# PROBLEM DESCRIPTION
An exact copy of every entry below is needed.
_ _ _ _ _
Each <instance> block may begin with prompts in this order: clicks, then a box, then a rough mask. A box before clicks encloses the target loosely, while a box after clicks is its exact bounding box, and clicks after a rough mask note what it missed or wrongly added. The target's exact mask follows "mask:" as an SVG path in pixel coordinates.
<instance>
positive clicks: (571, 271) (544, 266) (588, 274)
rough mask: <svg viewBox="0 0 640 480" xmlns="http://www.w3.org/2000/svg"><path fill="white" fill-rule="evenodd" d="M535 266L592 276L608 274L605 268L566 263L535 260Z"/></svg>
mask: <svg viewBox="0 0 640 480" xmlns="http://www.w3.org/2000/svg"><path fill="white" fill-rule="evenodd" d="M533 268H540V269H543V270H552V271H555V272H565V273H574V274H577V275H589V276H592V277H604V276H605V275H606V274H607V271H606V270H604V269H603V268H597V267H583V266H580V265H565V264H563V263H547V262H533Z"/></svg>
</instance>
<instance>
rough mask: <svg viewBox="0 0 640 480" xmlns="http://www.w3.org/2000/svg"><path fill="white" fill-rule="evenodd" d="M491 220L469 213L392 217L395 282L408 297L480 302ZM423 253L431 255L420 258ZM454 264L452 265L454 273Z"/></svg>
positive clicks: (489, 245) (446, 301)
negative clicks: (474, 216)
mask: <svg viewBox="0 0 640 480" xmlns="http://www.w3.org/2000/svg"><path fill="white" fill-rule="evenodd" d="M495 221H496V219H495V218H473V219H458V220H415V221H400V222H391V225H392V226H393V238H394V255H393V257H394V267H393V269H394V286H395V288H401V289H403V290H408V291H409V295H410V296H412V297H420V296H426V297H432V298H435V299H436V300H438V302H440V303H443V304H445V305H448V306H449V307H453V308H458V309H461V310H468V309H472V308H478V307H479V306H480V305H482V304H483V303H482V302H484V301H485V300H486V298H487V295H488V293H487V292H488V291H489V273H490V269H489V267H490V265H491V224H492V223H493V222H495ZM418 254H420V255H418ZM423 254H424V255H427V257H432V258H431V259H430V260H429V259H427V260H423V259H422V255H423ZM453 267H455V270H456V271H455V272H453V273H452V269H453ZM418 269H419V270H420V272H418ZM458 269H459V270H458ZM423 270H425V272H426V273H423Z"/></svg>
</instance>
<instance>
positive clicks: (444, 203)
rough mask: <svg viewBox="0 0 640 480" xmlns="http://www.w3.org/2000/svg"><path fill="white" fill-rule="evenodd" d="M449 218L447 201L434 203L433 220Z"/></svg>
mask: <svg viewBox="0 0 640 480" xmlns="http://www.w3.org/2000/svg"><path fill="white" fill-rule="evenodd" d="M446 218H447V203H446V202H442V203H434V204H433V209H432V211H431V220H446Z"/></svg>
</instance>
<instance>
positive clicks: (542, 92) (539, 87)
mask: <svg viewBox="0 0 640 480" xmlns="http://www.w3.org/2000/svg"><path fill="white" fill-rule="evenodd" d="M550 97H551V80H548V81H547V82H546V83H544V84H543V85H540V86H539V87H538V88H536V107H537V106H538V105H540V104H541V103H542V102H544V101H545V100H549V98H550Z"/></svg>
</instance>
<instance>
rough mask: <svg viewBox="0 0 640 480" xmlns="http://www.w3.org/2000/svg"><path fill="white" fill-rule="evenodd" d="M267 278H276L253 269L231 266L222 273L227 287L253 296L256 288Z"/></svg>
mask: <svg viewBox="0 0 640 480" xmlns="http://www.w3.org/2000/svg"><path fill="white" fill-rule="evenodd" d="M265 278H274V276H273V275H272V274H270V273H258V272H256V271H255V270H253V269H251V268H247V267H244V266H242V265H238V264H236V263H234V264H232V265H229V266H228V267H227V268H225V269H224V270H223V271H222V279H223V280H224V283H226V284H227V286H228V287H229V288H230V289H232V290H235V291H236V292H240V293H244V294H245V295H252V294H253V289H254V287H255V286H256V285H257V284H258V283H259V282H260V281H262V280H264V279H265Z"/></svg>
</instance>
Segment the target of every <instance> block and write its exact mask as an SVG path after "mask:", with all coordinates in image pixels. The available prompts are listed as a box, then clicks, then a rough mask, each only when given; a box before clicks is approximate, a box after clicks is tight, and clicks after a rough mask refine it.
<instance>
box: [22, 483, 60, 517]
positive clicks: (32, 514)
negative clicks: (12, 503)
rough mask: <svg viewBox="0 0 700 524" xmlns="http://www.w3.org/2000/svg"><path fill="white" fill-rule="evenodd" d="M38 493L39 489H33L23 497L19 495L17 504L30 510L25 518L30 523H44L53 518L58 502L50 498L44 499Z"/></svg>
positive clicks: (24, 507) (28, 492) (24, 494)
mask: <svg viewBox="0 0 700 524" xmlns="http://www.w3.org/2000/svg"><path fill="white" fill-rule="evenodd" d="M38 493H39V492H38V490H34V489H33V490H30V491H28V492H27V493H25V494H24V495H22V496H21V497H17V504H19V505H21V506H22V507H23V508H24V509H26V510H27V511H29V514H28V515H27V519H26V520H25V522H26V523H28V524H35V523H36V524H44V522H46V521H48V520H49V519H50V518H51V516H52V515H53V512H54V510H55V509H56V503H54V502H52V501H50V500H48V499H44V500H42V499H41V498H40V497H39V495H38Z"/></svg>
_ _ _ _ _
# SOLUTION TO THE EXERCISE
Each <instance> block may begin with prompts in this order: clicks, then a box, then a rough mask. A box before clicks encloses the target loosely, while a box after clicks is its exact bounding box, and clicks after a rough mask note what it missed or wrongly added. The target's exact mask follows "mask:" as an SVG path in pixel coordinates.
<instance>
positive clicks: (571, 271) (544, 266) (588, 274)
rough mask: <svg viewBox="0 0 640 480" xmlns="http://www.w3.org/2000/svg"><path fill="white" fill-rule="evenodd" d="M535 266L592 276L608 274L605 268L566 263L535 260Z"/></svg>
mask: <svg viewBox="0 0 640 480" xmlns="http://www.w3.org/2000/svg"><path fill="white" fill-rule="evenodd" d="M533 268H540V269H543V270H552V271H555V272H565V273H574V274H577V275H589V276H592V277H604V276H605V275H606V274H607V271H606V270H604V269H603V268H597V267H583V266H580V265H565V264H563V263H547V262H533Z"/></svg>
</instance>
<instance>
rough mask: <svg viewBox="0 0 640 480" xmlns="http://www.w3.org/2000/svg"><path fill="white" fill-rule="evenodd" d="M491 220L469 213L392 217L395 282L408 297L480 302ZM423 253L431 255L420 258ZM454 264L452 265L454 273Z"/></svg>
positive clicks: (489, 245) (446, 301)
negative clicks: (474, 216)
mask: <svg viewBox="0 0 640 480" xmlns="http://www.w3.org/2000/svg"><path fill="white" fill-rule="evenodd" d="M495 221H496V219H495V218H473V219H458V220H415V221H400V222H391V225H392V226H393V238H394V255H393V257H394V267H393V269H394V286H395V288H401V289H403V290H408V291H409V295H410V296H412V297H420V296H426V297H432V298H435V299H436V300H438V302H440V303H443V304H445V305H448V306H449V307H453V308H458V309H461V310H468V309H472V308H478V307H479V306H480V305H482V304H483V303H482V302H484V301H485V300H486V298H487V295H488V293H487V292H488V291H489V273H490V269H489V267H490V265H491V224H492V223H493V222H495ZM418 254H420V255H418ZM423 254H424V255H427V257H432V258H431V259H430V260H429V259H427V260H423V259H422V255H423ZM453 267H455V270H456V271H455V272H453V273H452V269H453ZM418 269H419V270H420V272H418ZM458 269H459V270H458ZM423 270H425V272H426V273H423Z"/></svg>
</instance>
<instance>
positive clicks: (444, 203)
rough mask: <svg viewBox="0 0 640 480" xmlns="http://www.w3.org/2000/svg"><path fill="white" fill-rule="evenodd" d="M449 218L447 201L434 203L433 220Z"/></svg>
mask: <svg viewBox="0 0 640 480" xmlns="http://www.w3.org/2000/svg"><path fill="white" fill-rule="evenodd" d="M446 218H447V203H446V202H442V203H434V204H433V209H432V211H431V220H446Z"/></svg>
</instance>
<instance>
positive clicks: (542, 92) (539, 87)
mask: <svg viewBox="0 0 640 480" xmlns="http://www.w3.org/2000/svg"><path fill="white" fill-rule="evenodd" d="M550 97H551V80H548V81H547V82H546V83H544V84H543V85H540V86H539V87H538V88H536V107H537V106H538V105H540V104H541V103H542V102H544V101H545V100H549V98H550Z"/></svg>
</instance>
<instance>
rough mask: <svg viewBox="0 0 640 480" xmlns="http://www.w3.org/2000/svg"><path fill="white" fill-rule="evenodd" d="M267 278H276L253 269L231 266L222 273L227 287L253 296L256 288Z"/></svg>
mask: <svg viewBox="0 0 640 480" xmlns="http://www.w3.org/2000/svg"><path fill="white" fill-rule="evenodd" d="M265 278H274V276H273V275H272V274H270V273H258V272H256V271H255V270H253V269H251V268H247V267H244V266H242V265H238V264H236V263H234V264H232V265H229V266H228V267H227V268H225V269H224V270H223V271H222V279H223V280H224V283H226V284H227V286H228V287H229V288H230V289H232V290H235V291H236V292H240V293H244V294H245V295H252V294H253V289H254V287H255V286H256V285H257V284H258V283H259V282H260V281H262V280H264V279H265Z"/></svg>
</instance>
Segment the target of every <instance> block and write its exact mask as an SVG path after "mask:", with all coordinates in image pixels. The available prompts are listed as a box, then clicks, then a rough mask, each only when given; a box before clicks is approximate, a box after clicks is tight, and clicks after a rough mask refine it.
<instance>
box: [22, 483, 60, 517]
positive clicks: (32, 514)
negative clicks: (12, 503)
rough mask: <svg viewBox="0 0 700 524" xmlns="http://www.w3.org/2000/svg"><path fill="white" fill-rule="evenodd" d="M38 493L39 489H33L23 497L19 495L17 504L30 510L25 518L30 523H44L53 518L58 502L50 498L44 499Z"/></svg>
positive clicks: (24, 507) (28, 492) (24, 494)
mask: <svg viewBox="0 0 700 524" xmlns="http://www.w3.org/2000/svg"><path fill="white" fill-rule="evenodd" d="M38 493H39V492H38V490H34V489H33V490H30V491H28V492H27V493H25V494H24V495H22V496H21V497H17V504H19V505H21V506H22V507H23V508H24V509H26V510H27V511H29V514H28V515H27V519H26V520H25V522H26V523H28V524H35V523H36V524H44V522H46V521H48V520H49V519H50V518H51V516H52V515H53V512H54V510H55V509H56V503H54V502H52V501H50V500H48V499H44V500H42V499H41V498H40V497H39V495H38Z"/></svg>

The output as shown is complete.